-- TRECHO FORNECIDO --
* * *

Tinha 16 anos quando fui na primeira grande formatura da minha vida. Morava em Campinas num apartamento que dividia com Ruy Gabriel Balieiro Filho, amigo de infância. Cursávamos o segundo grau no colégio Integral. Um outro amigo de infância, Lelo Della Torre, um ano mais velho, estudava em São Paulo. Estávamos em 1990 e Lelo concluía, naquele ano, o terceiro colegial no Dante Alighieri, reduto da colônia italiana na capital paulista. A festa de formatura aconteceria no Aeroanta, boate que tinha filas quilométricas para entrar. Mas naquela noite de formatura no final do ano, a casa estaria fechada apenas para os estudantes do Dante e seus convidados. Eu e o Ruy, graças ao Lelo, éramos dois deles.
Num tempo em que as restrições ao consumo de álcool para menores de idade eram bem mais frágeis, especialmente quando tais jovens moravam a 300 km dos pais, o entusiasmo falou mais alto do que a prudência. O lugar era lindo, colorido, sedutor. Luzes piscando, gente bonita, música contagiante, comida excelente e bebida idem.

* * *

[Entradas do conjunto de dados]
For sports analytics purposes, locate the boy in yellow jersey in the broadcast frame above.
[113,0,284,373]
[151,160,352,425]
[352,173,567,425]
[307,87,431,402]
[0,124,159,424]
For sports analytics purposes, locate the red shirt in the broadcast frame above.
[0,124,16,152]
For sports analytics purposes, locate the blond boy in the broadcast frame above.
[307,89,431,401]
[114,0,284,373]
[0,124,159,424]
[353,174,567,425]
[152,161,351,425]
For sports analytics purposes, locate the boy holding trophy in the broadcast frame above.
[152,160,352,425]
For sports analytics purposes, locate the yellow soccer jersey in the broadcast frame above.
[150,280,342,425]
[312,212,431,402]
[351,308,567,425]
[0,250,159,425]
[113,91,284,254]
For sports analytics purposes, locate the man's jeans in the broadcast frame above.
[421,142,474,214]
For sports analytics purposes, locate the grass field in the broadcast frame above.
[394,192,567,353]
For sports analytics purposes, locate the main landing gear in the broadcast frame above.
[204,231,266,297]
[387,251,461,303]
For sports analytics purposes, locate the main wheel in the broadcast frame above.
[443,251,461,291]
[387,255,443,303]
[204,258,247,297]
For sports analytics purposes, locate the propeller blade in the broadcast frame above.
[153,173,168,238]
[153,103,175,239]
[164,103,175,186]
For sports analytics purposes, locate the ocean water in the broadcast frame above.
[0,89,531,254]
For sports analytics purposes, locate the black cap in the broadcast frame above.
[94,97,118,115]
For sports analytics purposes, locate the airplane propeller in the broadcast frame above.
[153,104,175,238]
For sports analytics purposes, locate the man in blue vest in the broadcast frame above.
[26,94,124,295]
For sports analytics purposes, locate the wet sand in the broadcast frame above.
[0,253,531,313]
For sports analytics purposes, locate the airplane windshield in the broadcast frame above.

* * *

-- TAREFAS ESCRITAS --
• A. Cite os estabelecimentos mencionados pelo nome no relato sobre a formatura, entre escolas e casas noturnas.
• B. Copie do relato sobre a formatura tudo o que vai de "Num tempo em" até "e bebida idem.", sem alterar nada.

-- AS RESPOSTAS --
• A. Colégio Integral, Dante Alighieri e Aeroanta.

• B.
Num tempo em que as restrições ao consumo de álcool para menores de idade eram bem mais frágeis, especialmente quando tais jovens moravam a 300 km dos pais, o entusiasmo falou mais alto do que a prudência. O lugar era lindo, colorido, sedutor. Luzes piscando, gente bonita, música contagiante, comida excelente e bebida idem.